╭─ Data in this exercise
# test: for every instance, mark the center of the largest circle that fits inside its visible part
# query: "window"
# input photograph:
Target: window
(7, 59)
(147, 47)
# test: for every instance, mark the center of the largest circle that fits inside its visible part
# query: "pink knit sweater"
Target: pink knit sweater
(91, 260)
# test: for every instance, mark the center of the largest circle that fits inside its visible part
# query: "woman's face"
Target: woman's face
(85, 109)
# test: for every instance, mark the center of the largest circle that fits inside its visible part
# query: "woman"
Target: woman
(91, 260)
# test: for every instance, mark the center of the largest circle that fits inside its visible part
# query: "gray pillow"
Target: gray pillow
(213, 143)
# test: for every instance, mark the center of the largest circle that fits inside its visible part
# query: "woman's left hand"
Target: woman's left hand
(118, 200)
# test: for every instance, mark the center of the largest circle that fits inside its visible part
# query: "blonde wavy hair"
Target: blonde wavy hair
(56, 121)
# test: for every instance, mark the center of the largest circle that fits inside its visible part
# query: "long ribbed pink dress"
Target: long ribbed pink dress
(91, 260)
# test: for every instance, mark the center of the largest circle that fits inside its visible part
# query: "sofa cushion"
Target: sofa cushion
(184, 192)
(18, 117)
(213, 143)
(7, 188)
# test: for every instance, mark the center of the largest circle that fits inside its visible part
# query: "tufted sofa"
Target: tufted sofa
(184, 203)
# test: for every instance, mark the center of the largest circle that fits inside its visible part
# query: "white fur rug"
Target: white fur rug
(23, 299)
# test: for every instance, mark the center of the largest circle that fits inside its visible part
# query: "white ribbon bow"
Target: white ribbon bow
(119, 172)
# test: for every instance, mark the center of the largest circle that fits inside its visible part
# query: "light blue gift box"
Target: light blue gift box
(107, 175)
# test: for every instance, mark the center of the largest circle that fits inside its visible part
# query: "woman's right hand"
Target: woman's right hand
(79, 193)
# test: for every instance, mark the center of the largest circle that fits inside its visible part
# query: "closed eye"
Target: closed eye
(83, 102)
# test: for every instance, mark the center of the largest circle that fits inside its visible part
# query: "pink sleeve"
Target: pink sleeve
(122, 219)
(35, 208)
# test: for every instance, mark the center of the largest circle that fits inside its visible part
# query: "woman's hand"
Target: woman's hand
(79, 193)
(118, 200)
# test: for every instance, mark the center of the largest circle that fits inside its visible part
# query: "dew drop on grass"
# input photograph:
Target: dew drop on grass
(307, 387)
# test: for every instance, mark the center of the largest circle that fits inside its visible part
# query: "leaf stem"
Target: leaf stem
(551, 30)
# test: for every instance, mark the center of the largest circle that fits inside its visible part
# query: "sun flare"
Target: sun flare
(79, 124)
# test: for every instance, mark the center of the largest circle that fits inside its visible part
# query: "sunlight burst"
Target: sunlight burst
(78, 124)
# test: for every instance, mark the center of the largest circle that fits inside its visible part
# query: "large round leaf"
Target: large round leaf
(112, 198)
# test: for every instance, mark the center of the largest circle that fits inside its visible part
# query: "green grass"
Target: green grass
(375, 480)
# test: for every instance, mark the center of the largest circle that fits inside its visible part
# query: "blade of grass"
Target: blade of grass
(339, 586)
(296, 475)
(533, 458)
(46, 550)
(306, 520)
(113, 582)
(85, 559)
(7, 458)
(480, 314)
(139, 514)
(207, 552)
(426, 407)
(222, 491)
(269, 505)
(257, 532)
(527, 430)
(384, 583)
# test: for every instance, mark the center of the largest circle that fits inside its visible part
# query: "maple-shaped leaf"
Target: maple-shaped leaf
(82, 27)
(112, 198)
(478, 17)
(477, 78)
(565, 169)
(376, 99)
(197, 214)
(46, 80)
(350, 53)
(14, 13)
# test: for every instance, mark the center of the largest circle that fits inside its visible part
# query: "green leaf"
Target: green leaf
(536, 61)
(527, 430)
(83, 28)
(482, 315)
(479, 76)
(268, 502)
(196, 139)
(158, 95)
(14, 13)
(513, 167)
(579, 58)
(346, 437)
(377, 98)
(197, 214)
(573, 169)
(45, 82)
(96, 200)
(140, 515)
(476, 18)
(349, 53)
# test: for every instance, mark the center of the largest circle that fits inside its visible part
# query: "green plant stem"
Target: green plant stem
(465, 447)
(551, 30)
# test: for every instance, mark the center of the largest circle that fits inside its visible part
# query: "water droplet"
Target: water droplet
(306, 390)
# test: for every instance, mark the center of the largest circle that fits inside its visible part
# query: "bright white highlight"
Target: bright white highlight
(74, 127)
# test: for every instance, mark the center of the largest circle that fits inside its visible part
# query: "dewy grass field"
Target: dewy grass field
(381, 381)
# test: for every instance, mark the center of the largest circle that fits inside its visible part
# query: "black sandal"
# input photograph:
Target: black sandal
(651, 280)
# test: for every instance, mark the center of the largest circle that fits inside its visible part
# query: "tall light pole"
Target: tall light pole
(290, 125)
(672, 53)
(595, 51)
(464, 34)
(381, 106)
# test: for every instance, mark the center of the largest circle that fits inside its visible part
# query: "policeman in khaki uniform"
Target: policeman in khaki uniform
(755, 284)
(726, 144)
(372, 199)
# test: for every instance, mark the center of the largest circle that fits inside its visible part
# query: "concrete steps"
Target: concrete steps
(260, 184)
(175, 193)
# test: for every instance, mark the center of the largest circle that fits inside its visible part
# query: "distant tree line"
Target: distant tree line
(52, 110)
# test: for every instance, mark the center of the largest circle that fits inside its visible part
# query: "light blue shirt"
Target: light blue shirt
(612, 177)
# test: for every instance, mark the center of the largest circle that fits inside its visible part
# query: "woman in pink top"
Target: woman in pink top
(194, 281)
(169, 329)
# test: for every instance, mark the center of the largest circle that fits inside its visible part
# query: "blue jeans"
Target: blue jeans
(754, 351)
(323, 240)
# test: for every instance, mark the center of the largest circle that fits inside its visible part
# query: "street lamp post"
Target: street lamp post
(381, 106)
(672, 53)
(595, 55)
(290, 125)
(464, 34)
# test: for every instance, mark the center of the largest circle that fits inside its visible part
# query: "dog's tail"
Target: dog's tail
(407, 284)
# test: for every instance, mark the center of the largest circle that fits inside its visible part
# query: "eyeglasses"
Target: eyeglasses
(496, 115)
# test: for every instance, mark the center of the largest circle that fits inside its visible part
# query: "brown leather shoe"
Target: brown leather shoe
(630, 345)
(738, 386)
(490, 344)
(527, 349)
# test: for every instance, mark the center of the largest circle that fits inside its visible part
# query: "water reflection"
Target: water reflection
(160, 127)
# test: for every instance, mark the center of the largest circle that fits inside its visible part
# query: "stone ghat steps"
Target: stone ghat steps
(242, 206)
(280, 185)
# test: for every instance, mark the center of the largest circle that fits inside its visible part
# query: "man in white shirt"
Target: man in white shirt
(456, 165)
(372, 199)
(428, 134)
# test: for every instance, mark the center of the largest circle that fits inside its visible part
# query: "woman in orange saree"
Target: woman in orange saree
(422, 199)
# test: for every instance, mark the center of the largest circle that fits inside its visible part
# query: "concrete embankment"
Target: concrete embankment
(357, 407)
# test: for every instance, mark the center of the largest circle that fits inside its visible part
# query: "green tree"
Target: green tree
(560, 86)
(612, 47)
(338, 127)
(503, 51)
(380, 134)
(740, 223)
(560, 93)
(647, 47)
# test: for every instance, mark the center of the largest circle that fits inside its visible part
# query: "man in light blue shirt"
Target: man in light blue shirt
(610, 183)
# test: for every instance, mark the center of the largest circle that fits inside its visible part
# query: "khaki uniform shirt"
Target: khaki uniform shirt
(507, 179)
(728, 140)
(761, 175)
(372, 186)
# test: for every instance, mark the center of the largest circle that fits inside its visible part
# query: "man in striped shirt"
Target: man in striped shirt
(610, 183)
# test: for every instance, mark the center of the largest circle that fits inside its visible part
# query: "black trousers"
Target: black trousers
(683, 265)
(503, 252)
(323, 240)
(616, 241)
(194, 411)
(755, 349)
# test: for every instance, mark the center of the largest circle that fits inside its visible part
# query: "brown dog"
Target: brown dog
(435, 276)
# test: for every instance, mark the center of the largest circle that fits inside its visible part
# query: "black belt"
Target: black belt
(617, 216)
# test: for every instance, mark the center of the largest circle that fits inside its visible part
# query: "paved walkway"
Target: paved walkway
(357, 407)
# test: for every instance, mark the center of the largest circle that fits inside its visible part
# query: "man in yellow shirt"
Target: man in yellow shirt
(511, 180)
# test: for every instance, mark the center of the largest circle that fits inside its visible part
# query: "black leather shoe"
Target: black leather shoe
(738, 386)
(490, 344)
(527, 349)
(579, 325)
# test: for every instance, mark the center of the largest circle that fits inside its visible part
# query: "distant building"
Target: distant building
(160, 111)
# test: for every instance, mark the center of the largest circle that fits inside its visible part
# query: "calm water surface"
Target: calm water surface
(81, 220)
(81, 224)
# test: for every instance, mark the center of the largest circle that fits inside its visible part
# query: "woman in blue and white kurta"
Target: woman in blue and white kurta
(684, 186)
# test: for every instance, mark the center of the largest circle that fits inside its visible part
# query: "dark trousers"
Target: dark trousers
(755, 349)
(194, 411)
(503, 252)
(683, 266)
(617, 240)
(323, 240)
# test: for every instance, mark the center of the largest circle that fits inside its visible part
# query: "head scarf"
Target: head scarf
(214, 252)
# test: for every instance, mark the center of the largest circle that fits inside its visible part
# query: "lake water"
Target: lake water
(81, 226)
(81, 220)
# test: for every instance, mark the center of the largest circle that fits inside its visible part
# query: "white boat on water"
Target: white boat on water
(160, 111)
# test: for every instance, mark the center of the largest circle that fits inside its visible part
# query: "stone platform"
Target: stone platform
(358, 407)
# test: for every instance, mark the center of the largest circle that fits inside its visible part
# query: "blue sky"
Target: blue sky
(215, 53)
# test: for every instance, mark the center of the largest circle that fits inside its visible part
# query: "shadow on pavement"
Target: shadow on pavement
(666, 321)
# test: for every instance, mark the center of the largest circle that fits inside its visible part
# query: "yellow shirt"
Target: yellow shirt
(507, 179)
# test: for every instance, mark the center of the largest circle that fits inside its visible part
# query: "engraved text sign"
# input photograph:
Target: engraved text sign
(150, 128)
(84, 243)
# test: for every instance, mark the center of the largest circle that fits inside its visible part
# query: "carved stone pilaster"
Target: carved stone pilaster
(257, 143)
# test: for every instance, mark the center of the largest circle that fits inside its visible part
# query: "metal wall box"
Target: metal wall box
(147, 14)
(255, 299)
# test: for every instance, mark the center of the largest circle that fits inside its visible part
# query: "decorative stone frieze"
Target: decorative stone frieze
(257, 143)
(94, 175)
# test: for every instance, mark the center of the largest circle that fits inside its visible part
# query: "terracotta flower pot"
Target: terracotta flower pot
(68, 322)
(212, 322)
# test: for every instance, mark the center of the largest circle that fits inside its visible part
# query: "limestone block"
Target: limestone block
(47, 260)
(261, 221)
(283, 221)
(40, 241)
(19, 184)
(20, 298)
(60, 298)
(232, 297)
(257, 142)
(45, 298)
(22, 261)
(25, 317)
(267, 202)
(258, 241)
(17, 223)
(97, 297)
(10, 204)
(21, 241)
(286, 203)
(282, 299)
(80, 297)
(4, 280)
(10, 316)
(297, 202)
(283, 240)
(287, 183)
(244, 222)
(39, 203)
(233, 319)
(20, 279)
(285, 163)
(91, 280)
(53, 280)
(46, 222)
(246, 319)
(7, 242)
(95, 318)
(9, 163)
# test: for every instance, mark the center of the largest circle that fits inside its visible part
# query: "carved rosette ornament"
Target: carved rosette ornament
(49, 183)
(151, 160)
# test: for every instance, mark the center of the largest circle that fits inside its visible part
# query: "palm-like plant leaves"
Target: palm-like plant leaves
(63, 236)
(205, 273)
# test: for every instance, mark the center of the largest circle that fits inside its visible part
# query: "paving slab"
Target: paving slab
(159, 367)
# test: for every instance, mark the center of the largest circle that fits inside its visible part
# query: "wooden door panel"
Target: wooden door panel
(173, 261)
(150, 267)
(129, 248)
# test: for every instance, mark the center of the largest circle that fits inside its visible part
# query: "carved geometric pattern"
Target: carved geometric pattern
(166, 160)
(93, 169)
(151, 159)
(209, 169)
╰─
Task statement:
Transcribe exactly the line containing "Target: terracotta flower pot" and all remaining lines of the material, ending with the last one.

Solved problem:
Target: terracotta flower pot
(68, 322)
(212, 322)
# test: for every instance, mark the center of the largest circle that fits inside its visible part
# query: "limestone block"
Target: limestone block
(47, 260)
(261, 221)
(283, 221)
(40, 241)
(19, 184)
(20, 298)
(60, 298)
(232, 297)
(257, 142)
(45, 298)
(22, 261)
(25, 317)
(267, 202)
(258, 241)
(17, 223)
(97, 297)
(10, 204)
(21, 241)
(286, 203)
(282, 299)
(80, 297)
(4, 280)
(10, 316)
(297, 202)
(283, 240)
(287, 183)
(244, 222)
(39, 203)
(233, 319)
(20, 279)
(285, 163)
(91, 280)
(53, 280)
(46, 222)
(246, 319)
(7, 242)
(95, 318)
(9, 163)
# test: for every instance, mark the center of the largest circle that fits inside its visible part
# query: "carved rosette ornament"
Target: carved rosette ornament
(49, 183)
(151, 160)
# test: for every instance, mark the center of the largest circle that fits inside its visible part
# query: "palm-like plant leaves"
Target: palm-like plant leaves
(63, 236)
(205, 273)
# test: for every instance, mark the center of the largest circle that fits inside its visible part
# query: "paving slab"
Target: paving slab
(159, 367)
# test: for every instance, mark the center of the largest circle that fits inside its visible part
# query: "wooden door panel"
Target: wooden door panel
(173, 261)
(150, 267)
(129, 248)
# test: for every instance, mark the center of the largest circle that fits inside its visible part
# query: "carved geometric pattern"
Target: carved geometric pattern
(166, 160)
(93, 169)
(151, 159)
(209, 169)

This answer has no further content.